- EXERCISE DIRECTIONS: Render every line of the listing below as a JSON list of strings, one string per line, skipping any blank lines.

[Data extracted from a collection]
* * *

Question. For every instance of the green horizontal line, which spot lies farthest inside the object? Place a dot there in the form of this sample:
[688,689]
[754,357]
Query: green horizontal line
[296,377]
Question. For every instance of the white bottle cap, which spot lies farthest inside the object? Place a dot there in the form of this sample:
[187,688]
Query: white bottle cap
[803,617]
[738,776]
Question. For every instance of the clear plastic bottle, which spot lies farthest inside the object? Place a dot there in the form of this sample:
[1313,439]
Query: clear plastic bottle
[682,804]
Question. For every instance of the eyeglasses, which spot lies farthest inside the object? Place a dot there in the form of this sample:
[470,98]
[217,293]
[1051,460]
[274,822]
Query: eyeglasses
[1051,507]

* * *

- SOLUTION BELOW:
[
  "Question. For every instance of the green horizontal line, which spot lies farthest inside the object? Place a dot there in the form of this sample:",
  "[688,689]",
  "[754,357]",
  "Query: green horizontal line",
  "[296,377]",
  "Question. For every instance of the white bottle cap, which spot lies farthest inside the object? Place a dot there in the form of this sample:",
  "[187,688]",
  "Query: white bottle cap",
  "[803,617]",
  "[738,776]",
  "Question. For every instance of the clear plastic bottle, which spot lies farthest inside the object? Place a dot there in the form of this sample:",
  "[1313,439]",
  "Query: clear plastic bottle",
  "[682,804]",
  "Question. For every instance of the eyeglasses, which spot lies farthest inside the object? Place a dot there in the form of this sample:",
  "[470,98]",
  "[217,293]",
  "[1051,460]",
  "[274,822]",
  "Query: eyeglasses",
  "[1051,507]"
]